+++ ВЫБРАННЫЙ ОТРЫВОК

Нам не дано предугадать - [6]

Шрифт
Интервал

Пасха прошла очень весело. После службы в церкви мы были приглашены на разговение к вел. кн. Марии Николаевне. Было много русских, наши друзья Оболенские и Лейхтенбергские. Великая княгиня всех обходила за столом. Когда она дошла до меня, я сконфузилась, вскочила, она положила мне руку на плечо и поцеловала. Я очень была счастлива. Вскоре мы покинули Флоренцию и опять поехали на воды в Карлсбад и Мариенбад рядом. В Карлсбаде опять то же, что и в других «бадах». Был там интересный старик – поэт кн. Вяземский, который к нам ходил и стихи которого на скале над городом[23]. Написал он стихи и мама́ в альбом.

Осенью поехали в Венецию через Вену и чудный, живописный Земмеринг[24]. Приезд ночью по лагуне в Венецию, черные гондолы, каналы, все особенно действует на душу!

Зима, которую мы прожили в Венеции, захватила меня своей своеобразной поэзией и чарующей грацией. Там все гармония – дворцы, каналы, лагуны, цвет воды, гондолы, мосты, женщины, – все так и просится на холст или в стихи. Жили мы в Hotel Bellione[25], в самом углу площади Сан-Марко и против боковой стены этой единственной в мире церкви. В этой же гостинице, типа pension[26], жили почти все одни русские знакомые, за исключением нескольких англичан. Из числа знакомых семья кн. Гр. Гр. Гагарина, Бутурлина с дочерью, впоследствии гр. Салтыкова, тетя моя Соллогуб с дочерью, вышедшая позже замуж за гр. А. В. Олсуфьева. Жили мы дружно, весело. Ежедневные обеды и проведенные вместе вечера очень нас сблизили. Тетя М. Соллогуб, румынка, по рождению Розновано, была черная некрасивая женщина, говорившая несколько в нос. Она обожала свою единственную дочь Китти, старше меня на четыре года и с которой я очень скоро сблизилась. М. С. Бутурлина была тоже старше меня и почему-то очень меня полюбила, восхищалась моей фигурой, лицом, живостью характера и в своей экзальтации сравнивала меня то с женскими головками Леонардо, то с героинями романов. Я краснела от ее комплиментов и очень была довольна. Семья Гагариных состояла из отца, кн. Гр. Гр. Гагарина, художника в полном смысле слова, культурного, понимающего живопись, как редко кто. С ним я начала свое художественное образование. Он мне говорил про стили, орнамент разных эпох, показывал дефекты и так умел заинтересовать, что слушать его и ходить с ним по церквям и галереям было истинным наслаждением!

++++++
+++ СОХРАНЁННЫЕ СТРОКИ

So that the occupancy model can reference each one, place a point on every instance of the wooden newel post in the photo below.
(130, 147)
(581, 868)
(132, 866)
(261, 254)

++++++

ЧТО СДЕЛАТЬ:
(1) Выпиши из отрывка о Венеции всё, что перечислено после слов «Там все гармония».
(2) Напиши, что идёт дальше в отрывке о Венеции, сразу после его последнего предложения.
Строки здесь ни при чём.

ОТВЕТЫ ПО ЗАДАНИЯМ:
(1) дворцы, каналы, лагуны, цвет воды, гондолы, мосты, женщины

(2)
В конце зимы я уже хорошо различала великих мастеров живописи и стили разных времен.

Кн. Соф. Анд. Гагарина была светски любезная grande dame[27] из придворной среды, очень умная, но при ней, при всей ее любезности, мы, молодежь, чувствовали себя стесненными.

С детьми Гагариных я быстро сошлась, особенно со старшим сыном Гришей и дочерью Мари, которая позже вышла замуж за Раевского. Вторая, Стази, была прелестная девочка с чудными черными глазами. Младший сын, Андрей Гагарин, был отчаянный шалун. Была еще у князя дочь от его первого брака – Рита, но она к нам не подходила по характеру и держалась как-то особо. Старушка М. С. Бутурлина была умная, оригинальная, подчас замечательно остроумная, и мы все ее любили. При моей троюродной кузине Китти была гувернантка м-elle Pravline, с которой дружила наша Отенька. С этими двумя телохранителями шли мы вместе гулять и на музыку австрийскую (тогда Венеция еще не была покорена) ходили по piazz'e, не останавливаясь у кафе, это было запрещено, глядели с завистью, как ели все мороженое со сладкими пирожками или требовали granito, тоже род мороженого, но не такое крутое.

Часа два шагали мы по этой дивной площади, болтая без умолку, хохоча, за что получали «реприманд». Какие дивные воспоминания всплывают, когда я переношусь в это чудное, спокойное время, особенно теперь, при сравнении с пережитым 17-м годом!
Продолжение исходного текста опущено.